*Цитируемый фрагмент*
Апробация работы. Результаты исследования представлялись автором на различных российских и международных научных форумах, в том числе на V, VI и VII Свято-Троицких ежегодных академических чтениях (С.-Петербург, июнь 2005, июнь 2006, май 2007), международной научной конференции «Истина и диалог» (С.-Петербург, май 2008 г.), на семинарах по античной и средневековой философии ИФРАН, на семинарах Центра средневековых и ренессансных исследований Университета Сент-Луиса, США (март-апрель 2004, ноябрь 2007).

Основные результаты и выводы исследования были обнародованы в монографии «Язык неочевидного. Учения о знаках в схоластике XVII в.» и в ряде статей, опубликованных в ведущих отечественных научных журналах. Кроме того, результаты исследования апробированы в авторском лекционном курсе, который читается в Институте философии, теологии и истории св. Фомы (2006 г. — н.в.).

Текст диссертации обсужден на заседании сектора философских проблем истории науки Института философии РАН, по результатам которого диссертация рекомендована к защите.

ОСНОВНОЕ СОДЕРЖАНИЕ ДИССЕРТАЦИИ

Структура работы. Диссертация (386 с.) состоит из предисловия (с. 4-10), разъясняющего предмет, цели, задачи и основную проблематику диссертации; введения (с. 10-19), трех частей (с. 20 - 369), заключения (с. 369-375) и библиографии (с. 376-386).

*Исходные материалы*
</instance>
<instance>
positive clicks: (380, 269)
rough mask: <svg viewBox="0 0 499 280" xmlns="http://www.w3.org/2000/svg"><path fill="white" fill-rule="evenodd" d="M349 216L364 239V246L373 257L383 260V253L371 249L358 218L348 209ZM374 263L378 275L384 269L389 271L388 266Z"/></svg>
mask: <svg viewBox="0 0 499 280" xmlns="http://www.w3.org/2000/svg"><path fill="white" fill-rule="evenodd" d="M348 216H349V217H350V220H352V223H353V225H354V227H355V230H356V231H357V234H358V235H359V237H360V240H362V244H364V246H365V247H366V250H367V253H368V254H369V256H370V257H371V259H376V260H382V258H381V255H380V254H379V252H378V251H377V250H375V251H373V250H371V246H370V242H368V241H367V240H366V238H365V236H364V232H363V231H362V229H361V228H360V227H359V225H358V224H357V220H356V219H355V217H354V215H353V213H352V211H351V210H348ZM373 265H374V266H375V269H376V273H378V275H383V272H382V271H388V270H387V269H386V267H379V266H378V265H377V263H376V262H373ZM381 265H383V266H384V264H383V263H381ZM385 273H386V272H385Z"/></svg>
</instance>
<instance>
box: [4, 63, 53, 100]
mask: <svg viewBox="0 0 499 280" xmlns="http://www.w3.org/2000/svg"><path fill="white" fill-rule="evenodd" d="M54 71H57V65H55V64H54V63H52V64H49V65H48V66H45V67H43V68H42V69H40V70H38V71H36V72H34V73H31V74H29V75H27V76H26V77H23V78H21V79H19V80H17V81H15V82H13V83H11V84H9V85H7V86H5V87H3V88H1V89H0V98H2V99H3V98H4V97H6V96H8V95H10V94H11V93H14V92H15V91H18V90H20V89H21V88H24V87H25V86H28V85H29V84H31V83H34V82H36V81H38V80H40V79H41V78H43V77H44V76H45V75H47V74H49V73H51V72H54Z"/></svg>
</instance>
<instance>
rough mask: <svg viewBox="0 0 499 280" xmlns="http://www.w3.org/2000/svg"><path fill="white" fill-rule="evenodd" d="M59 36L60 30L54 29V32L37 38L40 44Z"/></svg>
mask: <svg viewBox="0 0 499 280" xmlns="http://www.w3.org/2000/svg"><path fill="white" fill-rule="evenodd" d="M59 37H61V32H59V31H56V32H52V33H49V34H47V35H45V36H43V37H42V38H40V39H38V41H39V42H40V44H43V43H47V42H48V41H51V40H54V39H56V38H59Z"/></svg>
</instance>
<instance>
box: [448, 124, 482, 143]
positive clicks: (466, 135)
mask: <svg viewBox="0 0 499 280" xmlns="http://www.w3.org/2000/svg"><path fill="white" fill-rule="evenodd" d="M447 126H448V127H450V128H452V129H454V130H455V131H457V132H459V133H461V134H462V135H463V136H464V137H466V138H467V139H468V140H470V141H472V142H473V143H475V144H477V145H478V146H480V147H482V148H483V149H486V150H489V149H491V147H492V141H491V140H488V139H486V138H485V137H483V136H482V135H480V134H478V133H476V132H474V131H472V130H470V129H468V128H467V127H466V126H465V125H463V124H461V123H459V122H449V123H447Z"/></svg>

*Вопросы и задания*
a) Каков объем диссертации в страницах, если верить фрагменту о диссертации?
b) Подхватите фрагмент о диссертации после его последнего предложения и напишите продолжение.
Материалы даны отдельно и к фрагменту о диссертации не относятся.

*Ответы*
a) 386 страниц.

b)
Во Введении (с. 4-10) описывается структура и стиль философского курса – этой основной жанровой формы университетской философии XVII в. Само это название – «Философский курс» – тотчас заставляет ассоциировать его с учебной литературой. И в самом деле, эти тексты создавались в том числе для образовательных целей и действительно служили учебниками на философских факультетах («факультетах искусств») университетов. Но было бы абсолютно ошибочным считать их по этой причине тем, чем обычно являются привычные для нас учебники: выжимкой готового, отстоявшегося знания, по определению вторичной и усредненной. Cursus philosophicus представлял собой наиболее сложную и совершенную форму, в которую отливалась философская мысль. Нужно иметь в виду, что, когда мы обращаемся к «Философским курсам» XVII в., то имеем дело не с облегченным и вторичным материалом, но – в его лучших образцах – с материалом самым что ни на есть первичным, высшей пробы.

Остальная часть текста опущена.